→ **SET OF TASKS**:
1) From the article on corrosion under insulation below, list every cause of water penetration that it names.
2) In the article on corrosion under insulation below, which kind of coating is said to control corrosion for decades?
3) Carry on the article on corrosion under insulation below, starting after its last sentence.

→ **PASSAGE TO READ**:
Begin

Stopping Corrosion Under Insulation in Global Oil and Gas Facilities
With corrosion under insulation (CUI) being a perennial problem for oil and gas facilities with massive carbon steel structures, fast curing chemically bonded phosphate ceramics (CBPC) coatings can control corrosion for decades and reduce downtime.
Corrosion under insulation (CUI) is the root cause of many of the global petrochemical industry’s most serious problems including forced shutdowns, lost production, early repair and replacement, as well as safety and environmental consequences that can cost millions of dollars per incident.
CUI, which involves the corrosion of vessels or piping beneath insulation due to water penetration, is insidious because it can remain undetected until the insulation is removed for inspection or leaks occur. Water penetration can result from many causes including monsoons, rain, flooding, wash downs, and sprinkler systems, as well as exposure to steam, humidity or frequent condensation and evaporation of atmospheric moisture.

End

→ **DATA LINES**:
Begin

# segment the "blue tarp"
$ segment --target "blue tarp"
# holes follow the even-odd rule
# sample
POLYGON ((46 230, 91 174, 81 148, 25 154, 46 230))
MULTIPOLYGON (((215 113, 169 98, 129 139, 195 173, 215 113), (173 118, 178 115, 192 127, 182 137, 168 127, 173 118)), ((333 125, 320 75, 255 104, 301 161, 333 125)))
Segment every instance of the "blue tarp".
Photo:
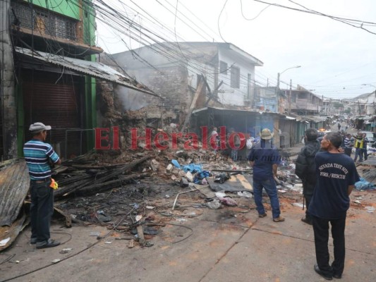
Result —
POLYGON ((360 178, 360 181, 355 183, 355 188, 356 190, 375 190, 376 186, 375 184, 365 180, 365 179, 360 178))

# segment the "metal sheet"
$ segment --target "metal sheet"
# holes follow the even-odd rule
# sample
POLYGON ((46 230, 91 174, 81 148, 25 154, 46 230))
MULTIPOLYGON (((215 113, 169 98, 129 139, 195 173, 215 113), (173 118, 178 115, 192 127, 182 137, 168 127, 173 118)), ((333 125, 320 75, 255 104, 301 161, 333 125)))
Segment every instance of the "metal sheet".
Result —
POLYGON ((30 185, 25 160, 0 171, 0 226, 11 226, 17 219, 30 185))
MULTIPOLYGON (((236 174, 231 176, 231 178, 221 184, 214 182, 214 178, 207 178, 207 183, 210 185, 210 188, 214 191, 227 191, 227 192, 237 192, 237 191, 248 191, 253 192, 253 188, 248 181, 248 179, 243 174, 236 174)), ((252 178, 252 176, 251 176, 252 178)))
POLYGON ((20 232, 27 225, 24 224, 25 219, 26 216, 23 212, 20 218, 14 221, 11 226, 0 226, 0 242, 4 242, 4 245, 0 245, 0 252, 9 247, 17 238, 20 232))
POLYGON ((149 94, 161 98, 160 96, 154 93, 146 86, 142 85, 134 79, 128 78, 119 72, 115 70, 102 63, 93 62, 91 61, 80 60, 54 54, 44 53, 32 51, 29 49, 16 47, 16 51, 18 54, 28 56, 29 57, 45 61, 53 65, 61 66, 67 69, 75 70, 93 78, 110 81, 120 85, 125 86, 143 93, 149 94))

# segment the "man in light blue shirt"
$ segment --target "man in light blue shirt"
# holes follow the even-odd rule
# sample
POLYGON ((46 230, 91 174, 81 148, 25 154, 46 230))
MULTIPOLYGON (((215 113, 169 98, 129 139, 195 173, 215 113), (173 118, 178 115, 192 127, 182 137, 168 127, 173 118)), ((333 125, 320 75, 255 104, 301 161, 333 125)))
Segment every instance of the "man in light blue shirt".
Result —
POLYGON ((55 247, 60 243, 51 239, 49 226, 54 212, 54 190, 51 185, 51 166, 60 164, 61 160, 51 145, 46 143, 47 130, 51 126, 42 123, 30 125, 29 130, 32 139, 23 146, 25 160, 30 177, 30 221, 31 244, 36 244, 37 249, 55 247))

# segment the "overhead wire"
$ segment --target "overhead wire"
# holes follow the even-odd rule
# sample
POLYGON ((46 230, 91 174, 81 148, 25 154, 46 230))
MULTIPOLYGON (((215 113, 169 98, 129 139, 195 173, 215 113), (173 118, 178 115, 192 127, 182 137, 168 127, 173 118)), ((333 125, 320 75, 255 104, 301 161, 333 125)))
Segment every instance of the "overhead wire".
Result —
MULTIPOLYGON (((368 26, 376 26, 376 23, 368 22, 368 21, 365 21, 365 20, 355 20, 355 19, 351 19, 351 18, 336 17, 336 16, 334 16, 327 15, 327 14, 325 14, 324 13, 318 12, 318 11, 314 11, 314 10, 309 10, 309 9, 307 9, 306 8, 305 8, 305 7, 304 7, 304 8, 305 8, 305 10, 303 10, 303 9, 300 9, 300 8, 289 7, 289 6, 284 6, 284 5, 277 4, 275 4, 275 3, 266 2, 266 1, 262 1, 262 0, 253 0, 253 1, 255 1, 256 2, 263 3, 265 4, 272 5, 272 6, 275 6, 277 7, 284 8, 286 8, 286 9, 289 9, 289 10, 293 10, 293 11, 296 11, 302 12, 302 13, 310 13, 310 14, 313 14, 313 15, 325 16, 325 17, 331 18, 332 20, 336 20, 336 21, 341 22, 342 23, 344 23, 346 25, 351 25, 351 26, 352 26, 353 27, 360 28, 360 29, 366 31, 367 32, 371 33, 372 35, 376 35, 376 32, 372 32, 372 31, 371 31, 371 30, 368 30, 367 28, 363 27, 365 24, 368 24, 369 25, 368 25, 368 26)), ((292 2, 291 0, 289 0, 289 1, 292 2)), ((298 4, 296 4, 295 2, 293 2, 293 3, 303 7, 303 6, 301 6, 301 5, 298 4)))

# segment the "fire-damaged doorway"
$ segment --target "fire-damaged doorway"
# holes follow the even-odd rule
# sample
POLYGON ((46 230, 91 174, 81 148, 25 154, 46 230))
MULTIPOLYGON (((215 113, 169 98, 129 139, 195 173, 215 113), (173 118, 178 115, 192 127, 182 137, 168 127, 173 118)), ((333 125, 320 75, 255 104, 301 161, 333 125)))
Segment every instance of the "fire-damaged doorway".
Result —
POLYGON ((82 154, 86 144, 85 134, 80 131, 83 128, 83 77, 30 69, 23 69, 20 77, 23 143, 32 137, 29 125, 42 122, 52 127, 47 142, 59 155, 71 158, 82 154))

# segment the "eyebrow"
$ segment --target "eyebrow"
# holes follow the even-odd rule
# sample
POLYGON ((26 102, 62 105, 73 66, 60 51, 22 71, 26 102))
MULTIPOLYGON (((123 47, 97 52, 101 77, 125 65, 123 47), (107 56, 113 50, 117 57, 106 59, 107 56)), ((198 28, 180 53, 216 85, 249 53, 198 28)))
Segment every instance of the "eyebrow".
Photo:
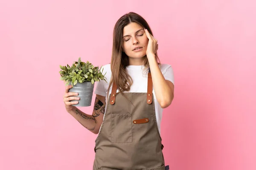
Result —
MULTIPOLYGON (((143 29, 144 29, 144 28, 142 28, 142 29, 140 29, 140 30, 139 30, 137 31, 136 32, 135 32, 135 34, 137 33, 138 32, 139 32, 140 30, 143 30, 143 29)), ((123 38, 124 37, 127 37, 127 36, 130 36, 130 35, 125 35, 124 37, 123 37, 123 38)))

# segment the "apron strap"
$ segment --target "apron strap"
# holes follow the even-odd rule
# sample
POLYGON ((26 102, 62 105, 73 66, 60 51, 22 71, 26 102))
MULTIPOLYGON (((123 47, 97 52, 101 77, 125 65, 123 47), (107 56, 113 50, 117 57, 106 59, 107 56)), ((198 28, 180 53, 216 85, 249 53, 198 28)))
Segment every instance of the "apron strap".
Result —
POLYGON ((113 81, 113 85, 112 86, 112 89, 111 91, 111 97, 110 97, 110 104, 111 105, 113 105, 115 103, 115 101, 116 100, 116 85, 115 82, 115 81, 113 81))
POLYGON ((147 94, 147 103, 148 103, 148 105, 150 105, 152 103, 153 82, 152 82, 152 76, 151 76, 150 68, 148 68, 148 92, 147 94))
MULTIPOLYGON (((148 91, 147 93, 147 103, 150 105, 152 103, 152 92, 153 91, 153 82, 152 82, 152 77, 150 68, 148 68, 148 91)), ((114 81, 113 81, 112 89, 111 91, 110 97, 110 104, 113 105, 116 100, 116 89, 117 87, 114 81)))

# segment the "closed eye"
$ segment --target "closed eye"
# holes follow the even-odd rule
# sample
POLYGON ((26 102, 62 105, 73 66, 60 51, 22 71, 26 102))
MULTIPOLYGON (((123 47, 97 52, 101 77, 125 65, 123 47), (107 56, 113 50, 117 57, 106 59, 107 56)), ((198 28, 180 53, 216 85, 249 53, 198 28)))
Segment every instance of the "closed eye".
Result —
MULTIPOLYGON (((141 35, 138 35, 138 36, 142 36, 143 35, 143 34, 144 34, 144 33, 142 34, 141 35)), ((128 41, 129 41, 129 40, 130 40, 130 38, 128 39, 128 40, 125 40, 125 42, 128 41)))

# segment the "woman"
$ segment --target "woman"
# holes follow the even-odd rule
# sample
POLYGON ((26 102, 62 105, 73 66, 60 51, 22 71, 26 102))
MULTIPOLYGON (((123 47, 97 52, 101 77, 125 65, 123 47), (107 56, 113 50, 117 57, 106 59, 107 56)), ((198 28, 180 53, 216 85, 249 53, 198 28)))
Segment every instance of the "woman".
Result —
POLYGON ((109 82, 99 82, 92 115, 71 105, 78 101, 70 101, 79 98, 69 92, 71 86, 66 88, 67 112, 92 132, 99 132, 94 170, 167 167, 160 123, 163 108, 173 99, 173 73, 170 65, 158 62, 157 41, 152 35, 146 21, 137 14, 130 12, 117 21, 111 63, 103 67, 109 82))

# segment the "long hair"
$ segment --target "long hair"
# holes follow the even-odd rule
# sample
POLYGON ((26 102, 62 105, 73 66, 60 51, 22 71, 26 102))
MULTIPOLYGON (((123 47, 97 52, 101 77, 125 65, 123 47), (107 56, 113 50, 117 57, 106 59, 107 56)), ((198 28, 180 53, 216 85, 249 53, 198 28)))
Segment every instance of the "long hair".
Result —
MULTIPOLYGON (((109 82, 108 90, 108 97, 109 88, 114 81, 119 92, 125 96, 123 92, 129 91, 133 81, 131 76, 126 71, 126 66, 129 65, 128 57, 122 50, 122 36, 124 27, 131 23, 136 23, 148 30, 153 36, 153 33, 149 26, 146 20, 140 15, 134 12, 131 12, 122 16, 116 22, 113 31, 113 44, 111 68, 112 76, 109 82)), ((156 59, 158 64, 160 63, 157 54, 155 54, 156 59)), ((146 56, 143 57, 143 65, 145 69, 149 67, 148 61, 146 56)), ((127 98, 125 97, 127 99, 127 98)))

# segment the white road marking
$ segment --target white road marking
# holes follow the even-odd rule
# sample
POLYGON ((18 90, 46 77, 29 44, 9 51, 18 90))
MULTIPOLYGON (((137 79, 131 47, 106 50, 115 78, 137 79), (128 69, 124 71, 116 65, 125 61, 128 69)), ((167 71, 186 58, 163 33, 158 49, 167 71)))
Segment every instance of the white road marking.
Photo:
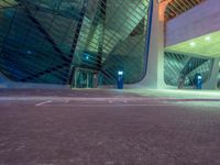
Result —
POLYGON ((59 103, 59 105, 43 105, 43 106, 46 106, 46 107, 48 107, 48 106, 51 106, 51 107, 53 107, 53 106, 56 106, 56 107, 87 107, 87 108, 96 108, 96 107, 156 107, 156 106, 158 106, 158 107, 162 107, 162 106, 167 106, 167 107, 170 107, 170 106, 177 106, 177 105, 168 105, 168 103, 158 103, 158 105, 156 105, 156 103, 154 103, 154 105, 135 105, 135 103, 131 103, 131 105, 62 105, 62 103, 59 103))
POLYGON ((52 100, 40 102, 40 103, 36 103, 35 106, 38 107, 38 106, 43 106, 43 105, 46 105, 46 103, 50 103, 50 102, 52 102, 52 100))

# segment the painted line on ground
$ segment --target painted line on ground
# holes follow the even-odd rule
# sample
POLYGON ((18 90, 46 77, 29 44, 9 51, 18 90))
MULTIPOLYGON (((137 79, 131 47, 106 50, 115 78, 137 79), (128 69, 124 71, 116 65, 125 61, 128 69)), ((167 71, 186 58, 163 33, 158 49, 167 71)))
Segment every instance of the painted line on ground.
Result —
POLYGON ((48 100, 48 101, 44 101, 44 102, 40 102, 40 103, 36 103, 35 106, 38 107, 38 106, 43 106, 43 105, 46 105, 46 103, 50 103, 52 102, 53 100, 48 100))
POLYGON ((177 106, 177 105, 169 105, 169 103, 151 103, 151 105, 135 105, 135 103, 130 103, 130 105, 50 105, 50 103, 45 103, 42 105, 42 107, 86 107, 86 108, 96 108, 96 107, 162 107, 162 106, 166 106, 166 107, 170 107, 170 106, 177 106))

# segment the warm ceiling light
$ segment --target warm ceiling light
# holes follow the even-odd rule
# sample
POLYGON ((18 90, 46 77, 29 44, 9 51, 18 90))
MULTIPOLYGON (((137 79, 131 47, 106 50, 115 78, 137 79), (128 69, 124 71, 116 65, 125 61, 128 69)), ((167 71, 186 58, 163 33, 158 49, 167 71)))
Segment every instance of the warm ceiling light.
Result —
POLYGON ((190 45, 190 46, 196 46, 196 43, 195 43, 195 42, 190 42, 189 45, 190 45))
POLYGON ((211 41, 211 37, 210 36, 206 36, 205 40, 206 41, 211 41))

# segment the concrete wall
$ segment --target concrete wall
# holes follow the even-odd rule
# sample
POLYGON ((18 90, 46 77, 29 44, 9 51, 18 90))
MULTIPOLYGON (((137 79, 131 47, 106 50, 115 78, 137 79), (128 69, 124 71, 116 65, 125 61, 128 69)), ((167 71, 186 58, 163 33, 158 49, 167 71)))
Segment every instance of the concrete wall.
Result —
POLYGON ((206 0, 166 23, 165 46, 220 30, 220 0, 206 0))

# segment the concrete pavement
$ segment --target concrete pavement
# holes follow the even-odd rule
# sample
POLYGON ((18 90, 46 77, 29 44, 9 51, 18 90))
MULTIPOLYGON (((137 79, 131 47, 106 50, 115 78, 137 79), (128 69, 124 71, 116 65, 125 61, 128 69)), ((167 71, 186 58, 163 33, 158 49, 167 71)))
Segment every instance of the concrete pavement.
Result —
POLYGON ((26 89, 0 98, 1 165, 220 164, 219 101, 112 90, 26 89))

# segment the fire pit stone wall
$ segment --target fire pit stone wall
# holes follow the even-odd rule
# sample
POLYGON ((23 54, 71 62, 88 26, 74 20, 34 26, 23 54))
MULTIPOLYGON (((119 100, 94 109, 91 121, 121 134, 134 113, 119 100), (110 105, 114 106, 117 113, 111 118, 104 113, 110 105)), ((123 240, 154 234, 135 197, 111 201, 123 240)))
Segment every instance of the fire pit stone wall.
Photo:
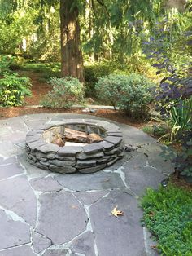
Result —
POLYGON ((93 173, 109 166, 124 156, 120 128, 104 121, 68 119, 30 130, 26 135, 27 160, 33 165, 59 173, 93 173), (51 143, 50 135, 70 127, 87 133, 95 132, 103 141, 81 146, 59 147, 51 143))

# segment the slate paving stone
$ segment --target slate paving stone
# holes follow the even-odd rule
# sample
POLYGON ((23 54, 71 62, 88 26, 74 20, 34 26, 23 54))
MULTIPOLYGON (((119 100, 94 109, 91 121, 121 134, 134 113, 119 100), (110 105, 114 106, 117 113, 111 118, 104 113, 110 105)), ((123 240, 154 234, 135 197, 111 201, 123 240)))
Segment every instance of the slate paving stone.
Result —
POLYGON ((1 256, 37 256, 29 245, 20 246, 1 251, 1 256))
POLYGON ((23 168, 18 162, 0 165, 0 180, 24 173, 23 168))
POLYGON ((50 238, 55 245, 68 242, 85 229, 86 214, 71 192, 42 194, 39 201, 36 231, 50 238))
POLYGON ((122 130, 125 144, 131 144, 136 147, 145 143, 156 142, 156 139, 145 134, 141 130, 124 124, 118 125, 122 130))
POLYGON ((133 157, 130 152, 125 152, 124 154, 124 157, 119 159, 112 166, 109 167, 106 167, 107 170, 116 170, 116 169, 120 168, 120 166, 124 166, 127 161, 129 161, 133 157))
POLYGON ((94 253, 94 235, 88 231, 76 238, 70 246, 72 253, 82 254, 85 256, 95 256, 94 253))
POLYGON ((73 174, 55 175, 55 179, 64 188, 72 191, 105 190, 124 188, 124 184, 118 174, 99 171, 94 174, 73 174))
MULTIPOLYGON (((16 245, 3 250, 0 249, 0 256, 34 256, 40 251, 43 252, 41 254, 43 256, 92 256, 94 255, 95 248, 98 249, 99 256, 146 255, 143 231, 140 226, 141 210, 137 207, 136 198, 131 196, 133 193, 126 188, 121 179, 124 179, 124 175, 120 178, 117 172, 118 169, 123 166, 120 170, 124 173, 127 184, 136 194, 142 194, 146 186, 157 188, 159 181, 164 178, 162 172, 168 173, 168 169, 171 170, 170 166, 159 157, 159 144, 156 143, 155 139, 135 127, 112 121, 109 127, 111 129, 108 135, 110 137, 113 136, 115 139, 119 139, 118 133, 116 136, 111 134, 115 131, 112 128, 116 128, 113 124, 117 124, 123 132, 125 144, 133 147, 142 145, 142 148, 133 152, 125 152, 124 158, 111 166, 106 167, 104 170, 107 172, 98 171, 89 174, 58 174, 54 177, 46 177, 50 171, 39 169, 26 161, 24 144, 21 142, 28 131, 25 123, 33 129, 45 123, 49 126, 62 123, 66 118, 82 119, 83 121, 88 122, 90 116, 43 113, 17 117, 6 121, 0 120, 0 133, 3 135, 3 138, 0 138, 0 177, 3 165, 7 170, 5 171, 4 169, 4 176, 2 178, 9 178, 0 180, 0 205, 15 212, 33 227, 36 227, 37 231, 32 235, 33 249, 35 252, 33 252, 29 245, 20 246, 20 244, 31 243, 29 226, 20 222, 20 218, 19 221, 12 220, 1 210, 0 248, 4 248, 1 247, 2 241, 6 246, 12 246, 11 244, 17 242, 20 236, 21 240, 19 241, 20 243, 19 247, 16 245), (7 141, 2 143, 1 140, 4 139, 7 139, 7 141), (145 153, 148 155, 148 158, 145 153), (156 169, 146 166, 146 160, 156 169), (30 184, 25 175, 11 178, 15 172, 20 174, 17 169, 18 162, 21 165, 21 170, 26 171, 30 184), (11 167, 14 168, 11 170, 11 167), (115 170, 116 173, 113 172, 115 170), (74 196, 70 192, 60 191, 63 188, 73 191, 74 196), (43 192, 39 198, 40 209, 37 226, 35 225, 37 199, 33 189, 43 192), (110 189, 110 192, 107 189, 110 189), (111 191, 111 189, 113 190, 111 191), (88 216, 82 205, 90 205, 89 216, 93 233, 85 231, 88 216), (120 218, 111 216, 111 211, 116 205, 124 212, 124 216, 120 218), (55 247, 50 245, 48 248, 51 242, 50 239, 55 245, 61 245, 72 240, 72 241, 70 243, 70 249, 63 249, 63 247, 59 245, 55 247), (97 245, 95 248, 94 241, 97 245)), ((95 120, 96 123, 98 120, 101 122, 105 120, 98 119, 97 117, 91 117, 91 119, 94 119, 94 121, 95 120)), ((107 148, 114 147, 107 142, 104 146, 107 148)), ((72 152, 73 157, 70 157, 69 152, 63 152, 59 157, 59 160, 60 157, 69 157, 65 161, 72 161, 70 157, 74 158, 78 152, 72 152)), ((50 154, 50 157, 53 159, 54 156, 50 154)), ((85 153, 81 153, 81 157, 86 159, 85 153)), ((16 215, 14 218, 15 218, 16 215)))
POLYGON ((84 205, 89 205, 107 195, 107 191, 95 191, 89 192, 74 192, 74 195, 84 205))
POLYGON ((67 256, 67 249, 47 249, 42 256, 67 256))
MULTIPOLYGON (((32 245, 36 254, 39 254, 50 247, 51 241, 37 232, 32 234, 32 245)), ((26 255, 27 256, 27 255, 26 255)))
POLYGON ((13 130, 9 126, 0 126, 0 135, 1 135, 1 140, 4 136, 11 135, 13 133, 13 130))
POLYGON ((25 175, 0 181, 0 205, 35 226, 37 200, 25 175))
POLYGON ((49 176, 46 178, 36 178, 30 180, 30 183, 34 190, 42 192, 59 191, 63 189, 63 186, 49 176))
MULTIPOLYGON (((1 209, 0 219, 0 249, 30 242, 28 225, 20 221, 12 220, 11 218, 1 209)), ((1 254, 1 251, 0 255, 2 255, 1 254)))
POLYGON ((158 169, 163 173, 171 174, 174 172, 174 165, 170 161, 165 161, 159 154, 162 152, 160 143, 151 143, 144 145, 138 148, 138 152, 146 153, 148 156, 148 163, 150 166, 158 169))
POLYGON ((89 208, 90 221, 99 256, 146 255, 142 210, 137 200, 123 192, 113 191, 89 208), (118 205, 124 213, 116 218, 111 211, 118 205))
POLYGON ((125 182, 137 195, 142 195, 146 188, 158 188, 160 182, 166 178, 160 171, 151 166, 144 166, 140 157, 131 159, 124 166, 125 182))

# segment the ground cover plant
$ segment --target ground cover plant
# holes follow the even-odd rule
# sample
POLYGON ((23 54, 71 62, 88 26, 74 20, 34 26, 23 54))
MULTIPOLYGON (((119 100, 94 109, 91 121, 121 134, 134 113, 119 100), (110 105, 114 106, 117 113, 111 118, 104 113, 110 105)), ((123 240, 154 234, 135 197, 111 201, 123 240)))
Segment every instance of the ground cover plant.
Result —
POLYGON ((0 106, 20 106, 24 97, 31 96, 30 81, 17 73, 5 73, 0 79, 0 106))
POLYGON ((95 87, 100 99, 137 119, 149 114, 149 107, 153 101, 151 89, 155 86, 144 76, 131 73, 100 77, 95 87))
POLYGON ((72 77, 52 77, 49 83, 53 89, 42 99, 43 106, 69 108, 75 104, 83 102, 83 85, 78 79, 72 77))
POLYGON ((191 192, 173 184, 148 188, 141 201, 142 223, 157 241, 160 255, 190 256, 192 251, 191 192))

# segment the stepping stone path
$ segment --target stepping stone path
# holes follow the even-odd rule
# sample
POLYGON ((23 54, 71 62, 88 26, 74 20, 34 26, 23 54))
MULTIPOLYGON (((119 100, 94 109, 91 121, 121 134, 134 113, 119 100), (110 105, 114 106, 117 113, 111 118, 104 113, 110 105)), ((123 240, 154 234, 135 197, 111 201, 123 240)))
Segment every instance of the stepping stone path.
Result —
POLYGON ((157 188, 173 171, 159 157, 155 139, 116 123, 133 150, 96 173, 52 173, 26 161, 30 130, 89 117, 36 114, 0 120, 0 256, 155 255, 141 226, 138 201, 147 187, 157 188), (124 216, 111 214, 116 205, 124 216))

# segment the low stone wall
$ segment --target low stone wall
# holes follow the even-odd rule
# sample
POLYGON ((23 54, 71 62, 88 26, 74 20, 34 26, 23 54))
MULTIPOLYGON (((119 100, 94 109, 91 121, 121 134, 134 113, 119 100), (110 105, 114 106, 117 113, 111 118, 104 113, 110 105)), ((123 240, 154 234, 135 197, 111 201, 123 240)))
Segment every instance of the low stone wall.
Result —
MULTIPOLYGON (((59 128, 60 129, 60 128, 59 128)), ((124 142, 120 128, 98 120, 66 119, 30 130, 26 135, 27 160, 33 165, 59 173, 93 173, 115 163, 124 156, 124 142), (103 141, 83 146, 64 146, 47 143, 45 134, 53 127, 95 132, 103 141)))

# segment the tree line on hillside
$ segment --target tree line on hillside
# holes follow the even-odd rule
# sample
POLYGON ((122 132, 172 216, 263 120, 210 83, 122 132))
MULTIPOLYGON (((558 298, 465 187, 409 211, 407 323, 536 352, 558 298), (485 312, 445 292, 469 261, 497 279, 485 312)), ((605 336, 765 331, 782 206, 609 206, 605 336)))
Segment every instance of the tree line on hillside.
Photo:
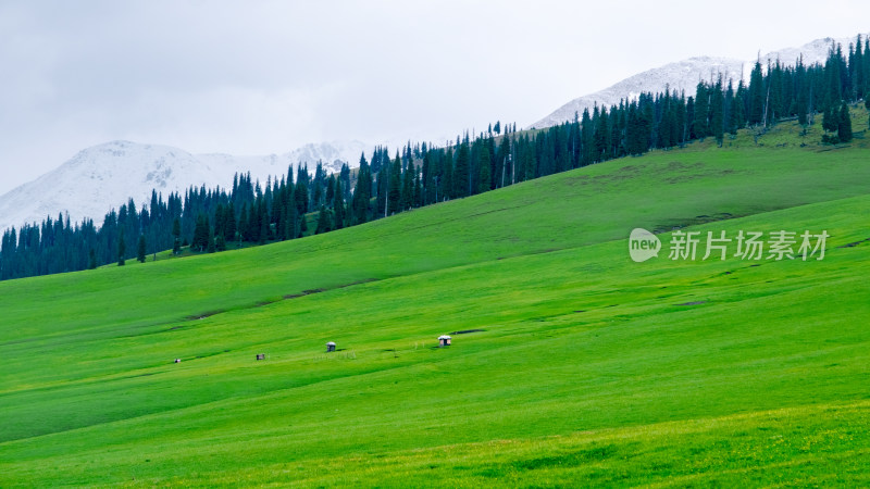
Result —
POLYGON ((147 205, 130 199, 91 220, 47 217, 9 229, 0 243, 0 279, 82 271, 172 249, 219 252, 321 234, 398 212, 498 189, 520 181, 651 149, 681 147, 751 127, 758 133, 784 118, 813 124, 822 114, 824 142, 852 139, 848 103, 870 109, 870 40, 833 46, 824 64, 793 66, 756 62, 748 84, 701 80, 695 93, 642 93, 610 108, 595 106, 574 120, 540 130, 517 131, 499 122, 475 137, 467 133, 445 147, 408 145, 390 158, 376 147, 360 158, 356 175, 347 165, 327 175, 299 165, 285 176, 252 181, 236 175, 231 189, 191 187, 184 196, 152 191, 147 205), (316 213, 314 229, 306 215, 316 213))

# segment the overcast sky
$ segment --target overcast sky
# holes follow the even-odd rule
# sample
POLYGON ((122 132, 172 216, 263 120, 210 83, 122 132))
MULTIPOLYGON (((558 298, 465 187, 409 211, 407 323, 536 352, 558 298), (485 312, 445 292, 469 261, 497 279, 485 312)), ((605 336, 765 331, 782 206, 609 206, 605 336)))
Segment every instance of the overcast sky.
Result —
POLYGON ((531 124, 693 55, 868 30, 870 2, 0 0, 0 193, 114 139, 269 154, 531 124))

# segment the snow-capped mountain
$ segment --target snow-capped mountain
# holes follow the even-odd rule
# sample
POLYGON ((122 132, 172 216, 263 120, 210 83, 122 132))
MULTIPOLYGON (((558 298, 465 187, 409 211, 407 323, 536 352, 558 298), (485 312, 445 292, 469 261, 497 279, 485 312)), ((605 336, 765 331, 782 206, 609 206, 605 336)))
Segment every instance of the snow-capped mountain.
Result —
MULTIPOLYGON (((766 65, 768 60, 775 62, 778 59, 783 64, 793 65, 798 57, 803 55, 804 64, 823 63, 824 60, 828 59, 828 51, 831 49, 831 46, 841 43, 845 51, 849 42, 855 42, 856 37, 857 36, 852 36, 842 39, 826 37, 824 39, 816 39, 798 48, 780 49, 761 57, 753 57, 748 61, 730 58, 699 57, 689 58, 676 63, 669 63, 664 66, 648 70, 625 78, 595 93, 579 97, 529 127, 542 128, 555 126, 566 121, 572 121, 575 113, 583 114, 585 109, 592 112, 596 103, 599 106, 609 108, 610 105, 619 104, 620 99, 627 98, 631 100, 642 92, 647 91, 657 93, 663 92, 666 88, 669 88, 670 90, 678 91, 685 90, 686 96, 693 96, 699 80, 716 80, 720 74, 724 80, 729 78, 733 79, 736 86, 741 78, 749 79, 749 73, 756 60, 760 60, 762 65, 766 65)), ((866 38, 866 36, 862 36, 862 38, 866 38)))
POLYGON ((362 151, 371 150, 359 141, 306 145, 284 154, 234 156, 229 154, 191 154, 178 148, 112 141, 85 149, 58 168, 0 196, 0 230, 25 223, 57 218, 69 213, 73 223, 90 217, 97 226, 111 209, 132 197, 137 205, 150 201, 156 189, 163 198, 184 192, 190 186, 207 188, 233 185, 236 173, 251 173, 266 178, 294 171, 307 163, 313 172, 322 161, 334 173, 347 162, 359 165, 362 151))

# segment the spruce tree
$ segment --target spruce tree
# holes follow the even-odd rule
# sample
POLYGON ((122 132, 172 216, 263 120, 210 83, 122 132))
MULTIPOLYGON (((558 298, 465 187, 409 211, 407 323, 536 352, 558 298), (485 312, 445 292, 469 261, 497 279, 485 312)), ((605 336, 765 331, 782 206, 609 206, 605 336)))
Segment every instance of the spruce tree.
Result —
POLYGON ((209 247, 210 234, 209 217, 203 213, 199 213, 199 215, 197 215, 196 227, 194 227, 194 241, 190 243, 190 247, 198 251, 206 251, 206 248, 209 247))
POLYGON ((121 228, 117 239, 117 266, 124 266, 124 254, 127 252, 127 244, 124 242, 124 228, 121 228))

End

→ **EXPECTED RESPONSES**:
1) Monsoons, rain, flooding, wash downs, sprinkler systems, exposure to steam, humidity, and frequent condensation and evaporation of atmospheric moisture.

2) Fast curing chemically bonded phosphate ceramics (CBPC) coatings.

3)
From upstream wells, risers, drilling rigs, or offshore platforms, to midstream pipelines, storage, and liquefied natural gas (LNG) terminals, to downstream refineries, fighting CUI and major corrosion has been an uphill battle and a major cost in the operation of oil and gas facilities, according to NACE International’s IMPACT (International Measures of Prevention, Application and Economics of Corrosion Technology) study. (For an introduction to corrosion in the oil and gas industry, read Corrosion Identification and Control in Crude Oil Refineries.)
Fortunately, even when traditional coatings have allowed CUI and corrosion to occur, a new approach can stop the corrosion to dramatically extend facility and equipment life in oil and gas industry applications.
Stopping Existing Corrosion and CUI
Traditional corrosion protection typically involves applying polymer paints and rubber-type coatings. Such methods create a physical barrier to keep corrosion promoters such as water and oxygen away from steel substrates. However, this only works until the paint is scratched, chipped or breached and corrosion promoters enter the gap between the substrate and coating. Then the coating can act like a greenhouse – trapping water, oxygen and other corrosion promoters – that allows the corrosion to spread.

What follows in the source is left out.